## Selected extract:

AI-Powered Web Vulnerability Scanner

Crawl. Detect. Classify. Actually understand what's broken.


I built this because every free scanner I tried had the same annoying problem — it floods you with 60 findings and treats a missing X-XSS-Protection header with the same urgency as a raw SQL injection. You end up spending more time sorting the output than actually fixing anything.

So I wrote my own. This one crawls your target first, runs five detection modules, and then feeds every finding into a trained ML model that scores severity based on what the vulnerability actually is — not some hardcoded priority list. The whole thing lives inside a Streamlit dashboard with a live terminal so you can watch it work. When it finishes, you get a clean JSON report you can keep, share, or pipe into whatever workflow you have.


What it tests

The scanner doesn't just ping a URL. It crawls the site first using a BFS traversal, discovers internal pages up to your depth limit, then fans out across everything it found.

Cross-Site Scripting (XSS)

## Required task 1:
Transcribe the part of the scanner write-up that begins at the words "What it tests" and stops after "everything it found.".

## Extracted information:
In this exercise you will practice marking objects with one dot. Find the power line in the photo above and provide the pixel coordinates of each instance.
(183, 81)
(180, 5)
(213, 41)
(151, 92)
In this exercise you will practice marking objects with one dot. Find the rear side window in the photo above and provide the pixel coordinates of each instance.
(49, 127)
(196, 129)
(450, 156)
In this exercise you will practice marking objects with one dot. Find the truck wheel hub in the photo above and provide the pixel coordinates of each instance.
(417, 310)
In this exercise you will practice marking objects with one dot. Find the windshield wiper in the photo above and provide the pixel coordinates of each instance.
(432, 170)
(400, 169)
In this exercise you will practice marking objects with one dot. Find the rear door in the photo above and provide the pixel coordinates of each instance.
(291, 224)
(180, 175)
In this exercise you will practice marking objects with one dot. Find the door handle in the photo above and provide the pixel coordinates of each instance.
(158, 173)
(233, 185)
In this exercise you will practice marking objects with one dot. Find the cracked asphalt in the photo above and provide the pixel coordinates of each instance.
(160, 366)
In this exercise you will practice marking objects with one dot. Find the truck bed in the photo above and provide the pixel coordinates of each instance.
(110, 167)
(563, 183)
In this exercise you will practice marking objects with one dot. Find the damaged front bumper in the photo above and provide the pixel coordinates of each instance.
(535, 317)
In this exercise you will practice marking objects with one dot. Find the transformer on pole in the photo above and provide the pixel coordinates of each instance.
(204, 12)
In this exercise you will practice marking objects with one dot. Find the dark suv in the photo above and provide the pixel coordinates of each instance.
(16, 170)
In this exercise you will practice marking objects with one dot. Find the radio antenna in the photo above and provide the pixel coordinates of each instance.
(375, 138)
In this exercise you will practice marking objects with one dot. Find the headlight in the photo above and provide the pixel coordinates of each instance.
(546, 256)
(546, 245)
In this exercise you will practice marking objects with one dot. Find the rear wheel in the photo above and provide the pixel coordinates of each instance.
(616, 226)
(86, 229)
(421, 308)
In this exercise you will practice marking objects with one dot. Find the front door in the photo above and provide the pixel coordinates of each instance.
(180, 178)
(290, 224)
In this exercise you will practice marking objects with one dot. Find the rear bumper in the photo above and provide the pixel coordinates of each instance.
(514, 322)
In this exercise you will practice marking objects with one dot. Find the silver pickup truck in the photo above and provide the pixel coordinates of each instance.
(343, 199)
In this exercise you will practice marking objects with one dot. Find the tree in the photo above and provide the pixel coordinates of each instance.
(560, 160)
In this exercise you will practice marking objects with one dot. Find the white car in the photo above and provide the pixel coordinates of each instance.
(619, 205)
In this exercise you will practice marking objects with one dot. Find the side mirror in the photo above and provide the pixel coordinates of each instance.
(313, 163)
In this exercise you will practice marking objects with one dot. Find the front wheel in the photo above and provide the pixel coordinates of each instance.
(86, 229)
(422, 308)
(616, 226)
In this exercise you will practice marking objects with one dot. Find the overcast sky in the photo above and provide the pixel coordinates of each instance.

## Required task 2:
Show every line in the records that contains the word "bumper".

## Complete response 1:
What it tests

The scanner doesn't just ping a URL. It crawls the site first using a BFS traversal, discovers internal pages up to your depth limit, then fans out across everything it found.

## Complete response 2:
In this exercise you will practice marking objects with one dot. Find the damaged front bumper in the photo above and provide the pixel coordinates of each instance.
In this exercise you will practice marking objects with one dot. Find the rear bumper in the photo above and provide the pixel coordinates of each instance.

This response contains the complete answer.